──────── Data to use

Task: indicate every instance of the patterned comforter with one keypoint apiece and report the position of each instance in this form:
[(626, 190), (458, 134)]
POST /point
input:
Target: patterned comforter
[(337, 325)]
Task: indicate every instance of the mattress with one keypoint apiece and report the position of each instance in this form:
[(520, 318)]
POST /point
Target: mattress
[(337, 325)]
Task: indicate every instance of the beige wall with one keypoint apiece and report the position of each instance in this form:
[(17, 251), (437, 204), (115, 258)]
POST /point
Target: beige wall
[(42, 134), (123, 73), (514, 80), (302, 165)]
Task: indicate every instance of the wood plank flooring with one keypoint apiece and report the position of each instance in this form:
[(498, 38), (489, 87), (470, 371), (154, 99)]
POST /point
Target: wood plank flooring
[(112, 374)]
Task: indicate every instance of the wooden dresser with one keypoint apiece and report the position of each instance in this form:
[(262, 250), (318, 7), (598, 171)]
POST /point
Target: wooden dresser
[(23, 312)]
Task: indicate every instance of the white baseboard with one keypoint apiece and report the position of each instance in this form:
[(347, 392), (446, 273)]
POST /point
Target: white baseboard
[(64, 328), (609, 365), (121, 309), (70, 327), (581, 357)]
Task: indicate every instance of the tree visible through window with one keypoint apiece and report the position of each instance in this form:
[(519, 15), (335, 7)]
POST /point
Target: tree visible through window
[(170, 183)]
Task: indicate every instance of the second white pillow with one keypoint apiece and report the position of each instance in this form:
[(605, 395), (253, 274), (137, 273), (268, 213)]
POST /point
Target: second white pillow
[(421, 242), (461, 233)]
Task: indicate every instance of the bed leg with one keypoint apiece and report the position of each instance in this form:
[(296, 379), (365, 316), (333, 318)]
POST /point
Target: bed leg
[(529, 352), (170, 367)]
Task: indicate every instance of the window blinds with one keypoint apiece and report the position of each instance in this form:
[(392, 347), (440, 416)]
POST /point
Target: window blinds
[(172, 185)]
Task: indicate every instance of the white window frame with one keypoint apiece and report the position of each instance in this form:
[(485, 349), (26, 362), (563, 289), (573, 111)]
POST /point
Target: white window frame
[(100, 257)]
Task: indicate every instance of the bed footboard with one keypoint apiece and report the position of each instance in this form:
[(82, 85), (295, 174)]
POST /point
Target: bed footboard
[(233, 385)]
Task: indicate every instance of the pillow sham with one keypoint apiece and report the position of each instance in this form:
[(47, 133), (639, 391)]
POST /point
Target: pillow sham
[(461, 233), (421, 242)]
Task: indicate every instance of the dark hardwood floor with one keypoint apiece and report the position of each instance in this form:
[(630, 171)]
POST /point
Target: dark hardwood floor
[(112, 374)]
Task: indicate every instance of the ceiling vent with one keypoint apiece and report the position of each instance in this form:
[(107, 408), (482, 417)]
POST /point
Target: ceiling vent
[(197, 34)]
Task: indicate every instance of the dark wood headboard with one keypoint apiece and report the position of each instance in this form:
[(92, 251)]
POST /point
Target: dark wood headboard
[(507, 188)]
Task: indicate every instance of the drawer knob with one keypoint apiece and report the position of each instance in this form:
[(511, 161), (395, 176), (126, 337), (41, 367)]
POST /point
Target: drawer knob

────────────────

• Task to complete: Filter the lines above, keeping and copying those that contain "knob".

• Answer space:
Task: indicate every instance of the drawer knob with one keypoint apiece and report the position of each instance in this form:
Target: drawer knob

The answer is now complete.